§ Short exercise
Copy the rows below word for word, but leave out the pictures.
= = = =
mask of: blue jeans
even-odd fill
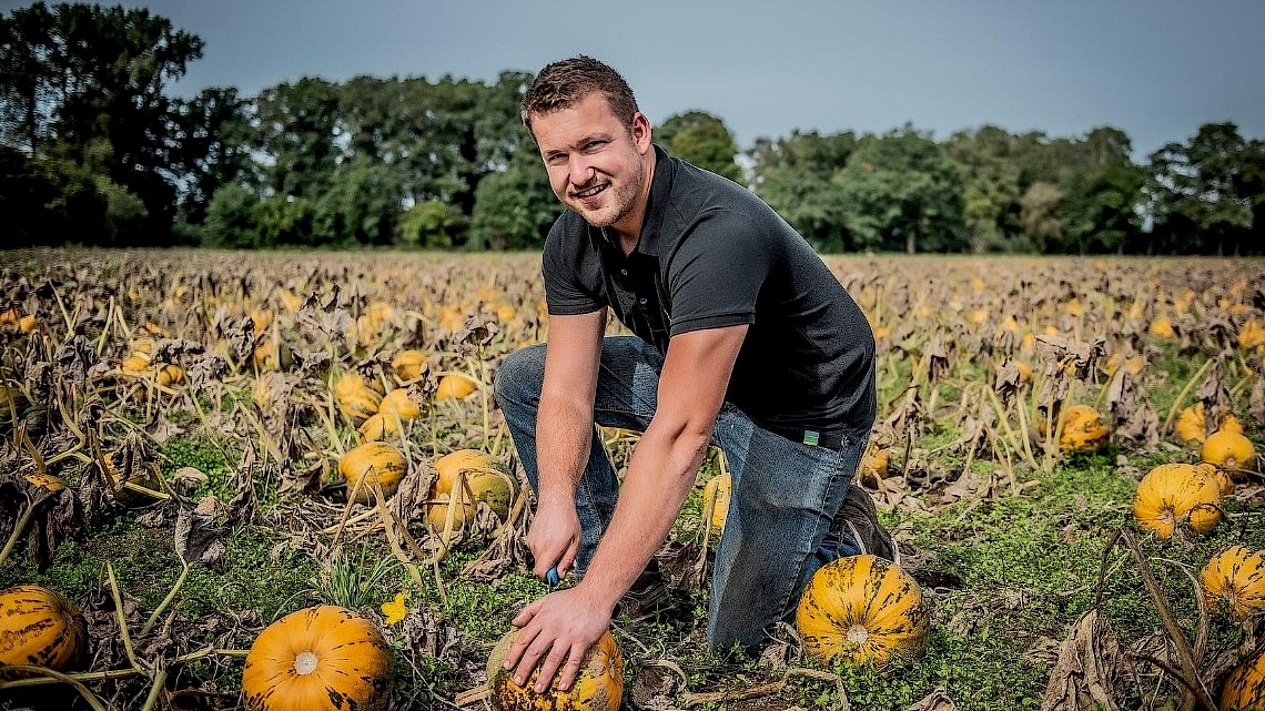
[[[536,410],[545,347],[510,354],[496,373],[496,401],[533,488],[539,491]],[[593,419],[610,428],[644,431],[654,416],[663,358],[636,337],[607,337],[597,378]],[[725,452],[734,490],[712,572],[707,644],[758,649],[765,630],[794,615],[799,595],[825,563],[860,552],[831,520],[851,486],[868,431],[844,438],[836,452],[789,440],[759,428],[726,402],[711,443]],[[588,464],[576,490],[582,540],[577,571],[587,568],[611,522],[619,481],[596,428]]]

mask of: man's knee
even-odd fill
[[[492,391],[496,401],[505,409],[505,402],[524,401],[539,397],[540,383],[545,376],[545,345],[539,343],[510,353],[496,369],[492,378]]]

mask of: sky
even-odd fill
[[[708,111],[741,149],[796,129],[906,123],[936,139],[984,124],[1069,138],[1112,125],[1137,159],[1208,121],[1265,138],[1265,0],[123,4],[206,42],[171,87],[180,95],[253,95],[302,76],[492,82],[588,54],[624,73],[651,123]]]

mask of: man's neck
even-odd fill
[[[619,237],[620,249],[624,254],[631,254],[636,249],[636,243],[641,238],[641,225],[645,223],[645,211],[650,205],[650,187],[654,185],[655,152],[650,152],[645,159],[645,182],[641,185],[641,194],[638,196],[636,207],[622,220],[611,225],[611,232]]]

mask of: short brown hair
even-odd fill
[[[533,116],[569,109],[595,92],[605,96],[615,118],[632,130],[632,115],[638,113],[632,90],[617,71],[583,54],[540,70],[522,97],[522,125],[530,132]]]

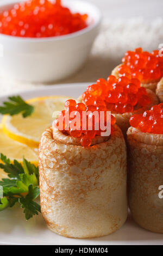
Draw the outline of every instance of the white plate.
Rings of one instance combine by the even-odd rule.
[[[17,93],[27,99],[40,96],[64,95],[78,97],[91,83],[74,83]],[[0,97],[0,105],[7,97]],[[112,234],[91,239],[73,239],[53,233],[40,214],[26,221],[22,210],[16,206],[0,212],[1,245],[163,245],[163,235],[148,231],[135,223],[130,215],[124,225]]]

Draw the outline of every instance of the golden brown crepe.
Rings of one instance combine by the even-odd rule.
[[[127,216],[126,147],[117,126],[89,147],[50,128],[39,149],[41,211],[48,228],[70,237],[118,229]]]
[[[130,127],[128,143],[129,203],[141,227],[163,233],[163,135],[143,133]]]

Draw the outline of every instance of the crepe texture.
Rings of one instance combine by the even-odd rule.
[[[157,85],[156,94],[160,102],[163,102],[163,78],[161,79]]]
[[[146,107],[135,109],[133,112],[124,113],[123,114],[117,114],[114,112],[114,111],[111,111],[111,114],[115,117],[116,120],[116,124],[122,131],[125,139],[126,138],[126,132],[130,127],[129,120],[131,115],[135,114],[141,114],[146,110],[149,109],[152,106],[157,105],[159,103],[158,98],[153,92],[149,89],[147,89],[147,92],[148,95],[151,96],[152,100],[150,104]],[[79,102],[84,103],[83,101],[82,95],[78,99],[78,100]]]
[[[118,78],[120,77],[120,74],[118,71],[118,68],[120,66],[121,66],[121,65],[122,64],[116,66],[111,72],[111,75],[115,76],[117,78]],[[155,93],[158,82],[159,81],[158,80],[155,80],[152,83],[150,82],[150,81],[149,81],[149,82],[147,81],[146,83],[141,83],[141,85],[142,87],[145,87],[146,89],[149,89],[150,90],[152,90]]]
[[[163,135],[143,133],[130,127],[128,143],[129,203],[141,227],[163,233]]]
[[[126,147],[115,126],[90,147],[50,128],[39,148],[41,211],[48,228],[70,237],[95,237],[118,229],[127,216]]]

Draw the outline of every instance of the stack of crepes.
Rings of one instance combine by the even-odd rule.
[[[127,154],[123,133],[129,151],[131,214],[141,226],[163,233],[162,203],[158,197],[158,186],[163,184],[163,131],[159,125],[163,124],[163,110],[162,114],[162,105],[158,107],[155,94],[163,58],[157,51],[150,53],[137,48],[127,52],[122,59],[107,81],[101,78],[87,87],[78,99],[80,103],[66,101],[54,125],[42,135],[39,160],[41,210],[48,227],[60,235],[101,236],[124,223]],[[102,136],[105,131],[96,130],[95,124],[92,130],[88,125],[82,130],[82,115],[76,119],[79,120],[78,126],[71,126],[77,112],[90,111],[88,119],[91,119],[94,111],[102,111],[106,123],[108,111],[112,114],[108,136]],[[134,127],[129,128],[130,125]]]

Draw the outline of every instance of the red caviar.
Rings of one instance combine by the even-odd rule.
[[[128,75],[118,79],[111,75],[107,81],[98,79],[96,84],[87,87],[83,99],[86,105],[103,106],[121,114],[132,112],[136,105],[140,108],[151,102],[146,89],[140,87],[140,81]]]
[[[86,28],[87,19],[87,14],[71,13],[61,0],[28,0],[0,15],[0,33],[28,38],[56,36]]]
[[[98,115],[93,116],[93,112],[95,111],[98,113]],[[102,111],[103,112],[101,115]],[[86,115],[83,115],[83,112]],[[106,131],[106,126],[108,125],[111,126],[111,134],[113,132],[116,120],[115,117],[111,115],[111,120],[109,123],[109,119],[106,112],[107,109],[105,106],[89,105],[86,107],[83,103],[77,103],[75,100],[68,100],[65,102],[65,110],[60,113],[58,118],[55,120],[54,125],[58,130],[74,138],[79,138],[83,147],[89,147],[91,145],[92,139],[96,135],[101,136],[102,132]],[[69,117],[66,123],[66,114],[68,113]],[[84,130],[83,125],[84,121],[85,127]],[[105,126],[104,130],[101,130],[101,121],[103,121]],[[62,124],[62,125],[60,126],[61,124]],[[92,124],[92,125],[91,126],[90,124]],[[96,126],[97,124],[98,124],[97,126]]]
[[[153,106],[143,114],[133,115],[130,124],[142,132],[163,134],[163,103]]]
[[[158,50],[152,53],[143,52],[142,48],[128,51],[122,63],[118,68],[119,74],[130,74],[143,83],[159,81],[163,76],[163,57],[159,56]]]

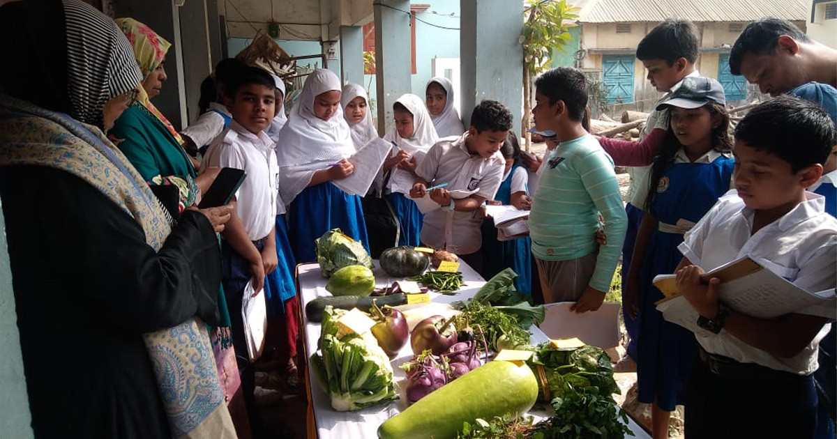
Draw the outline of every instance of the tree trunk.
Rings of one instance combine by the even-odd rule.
= = = =
§ Output for this task
mask of: blue jeans
even-odd fill
[[[536,410],[545,347],[510,354],[496,373],[496,401],[533,488],[539,491]],[[593,419],[610,428],[644,431],[654,416],[663,358],[636,337],[607,337],[597,378]],[[725,452],[734,490],[712,572],[707,644],[758,649],[765,630],[794,615],[799,595],[825,563],[860,552],[831,520],[851,486],[868,431],[844,438],[836,452],[789,440],[759,428],[726,402],[711,443]],[[588,464],[576,490],[582,540],[577,571],[587,568],[611,522],[619,481],[596,428]]]

mask of: man's knee
even-odd fill
[[[492,391],[496,401],[505,409],[505,402],[524,401],[539,397],[540,383],[545,376],[545,345],[539,343],[510,353],[496,369],[492,378]]]

mask of: sky
even-odd fill
[[[708,111],[741,149],[796,129],[906,123],[936,139],[984,124],[1069,138],[1112,125],[1137,159],[1208,121],[1265,138],[1265,0],[123,4],[206,42],[171,87],[180,95],[253,95],[302,76],[492,82],[588,54],[624,73],[651,123]]]

mask of: man's neck
even-odd fill
[[[619,237],[620,249],[624,254],[631,254],[636,249],[636,243],[641,238],[641,225],[645,223],[645,211],[650,205],[650,187],[654,185],[655,152],[650,152],[645,159],[645,182],[641,185],[641,194],[638,196],[636,207],[622,220],[611,225],[611,232]]]

mask of: short brown hair
even-odd fill
[[[533,116],[569,109],[595,92],[605,96],[615,118],[632,130],[632,115],[638,113],[632,90],[617,71],[583,54],[540,70],[522,97],[522,125],[530,132]]]

Draw the outline of every instance of the white plate.
Rings of one instance combine by the even-odd rule.
[[[17,93],[27,99],[40,96],[64,95],[78,97],[91,83],[74,83]],[[0,97],[0,105],[7,97]],[[112,234],[91,239],[73,239],[53,233],[40,214],[26,221],[22,210],[16,206],[0,212],[1,245],[163,245],[163,235],[148,231],[135,223],[130,215],[124,225]]]

Draw the outline of every instance of the golden brown crepe.
Rings of one instance combine by the even-odd rule.
[[[127,216],[126,147],[117,126],[89,147],[50,128],[39,149],[41,211],[48,228],[70,237],[118,229]]]
[[[130,127],[128,143],[129,203],[141,227],[163,233],[163,135],[143,133]]]

Draw the outline of every instance of the crepe texture.
Rings of one instance combine by the even-odd rule.
[[[157,85],[156,94],[160,102],[163,102],[163,78],[161,79]]]
[[[146,107],[135,109],[133,112],[124,113],[123,114],[117,114],[114,112],[114,111],[111,111],[111,114],[115,117],[116,120],[116,124],[122,131],[125,139],[126,138],[126,132],[130,127],[129,120],[131,115],[135,114],[141,114],[146,110],[149,109],[152,106],[157,105],[159,103],[158,98],[153,92],[149,89],[147,89],[147,92],[148,95],[151,96],[152,100],[150,104]],[[79,102],[84,103],[83,101],[82,95],[78,99],[78,100]]]
[[[118,78],[120,77],[120,74],[118,71],[118,68],[120,66],[121,66],[121,65],[122,64],[116,66],[111,72],[111,75],[115,76],[117,78]],[[155,93],[158,82],[159,81],[158,80],[155,80],[152,83],[150,82],[150,81],[149,81],[149,82],[147,81],[146,83],[141,83],[141,85],[142,87],[145,87],[146,89],[149,89],[150,90],[152,90]]]
[[[163,135],[143,133],[130,127],[128,143],[129,203],[141,227],[163,233]]]
[[[126,147],[115,126],[90,147],[50,128],[39,148],[41,211],[48,228],[70,237],[95,237],[118,229],[127,216]]]

Draw the outline of every instance of the stack of crepes.
Rings of one instance combine by the even-odd rule.
[[[127,154],[123,133],[129,151],[131,214],[141,226],[163,233],[162,203],[158,197],[158,186],[163,184],[163,131],[159,125],[163,124],[163,110],[162,114],[162,105],[158,107],[155,94],[163,58],[157,51],[150,53],[137,48],[127,52],[122,59],[107,81],[101,78],[87,87],[78,99],[80,103],[66,101],[54,125],[42,135],[39,160],[41,210],[48,227],[60,235],[101,236],[124,223]],[[102,136],[105,131],[96,130],[95,124],[92,130],[88,125],[82,130],[82,115],[76,119],[79,120],[78,126],[71,126],[77,112],[90,111],[88,119],[91,119],[94,111],[102,111],[106,123],[108,111],[112,114],[108,136]],[[134,127],[129,128],[130,125]]]

Draw the outline of every instance of the red caviar.
Rings of one instance combine by the even-odd rule.
[[[128,75],[118,79],[111,75],[107,81],[98,79],[96,84],[87,87],[83,99],[86,105],[103,106],[121,114],[132,112],[136,105],[140,108],[151,102],[146,89],[140,87],[140,81]]]
[[[86,28],[87,19],[87,14],[71,13],[61,0],[28,0],[0,15],[0,33],[28,38],[56,36]]]
[[[98,115],[93,116],[93,112],[95,111],[98,113]],[[102,111],[103,112],[101,115]],[[86,115],[83,115],[83,112]],[[106,131],[106,126],[108,125],[111,126],[111,134],[113,132],[116,120],[115,117],[111,115],[111,120],[109,123],[109,119],[106,112],[107,109],[105,106],[89,105],[86,107],[83,103],[77,103],[75,100],[68,100],[65,102],[65,110],[60,113],[58,118],[55,120],[54,125],[58,130],[74,138],[79,138],[83,147],[89,147],[91,145],[92,139],[96,135],[101,136],[102,132]],[[69,117],[66,123],[66,114],[68,113]],[[84,130],[83,125],[84,121],[85,127]],[[105,126],[104,130],[101,130],[101,121],[103,121]],[[62,124],[62,125],[60,126],[61,124]],[[92,124],[92,125],[91,126],[90,124]],[[96,126],[97,124],[98,124],[97,126]]]
[[[153,106],[143,114],[133,115],[130,124],[142,132],[163,134],[163,103]]]
[[[158,50],[152,53],[143,52],[142,48],[128,51],[122,63],[118,68],[119,74],[130,74],[143,83],[159,81],[163,76],[163,57],[159,56]]]

Draw the outline of every instance of the tree trunk.
Rings of one instance combine by the even-odd rule.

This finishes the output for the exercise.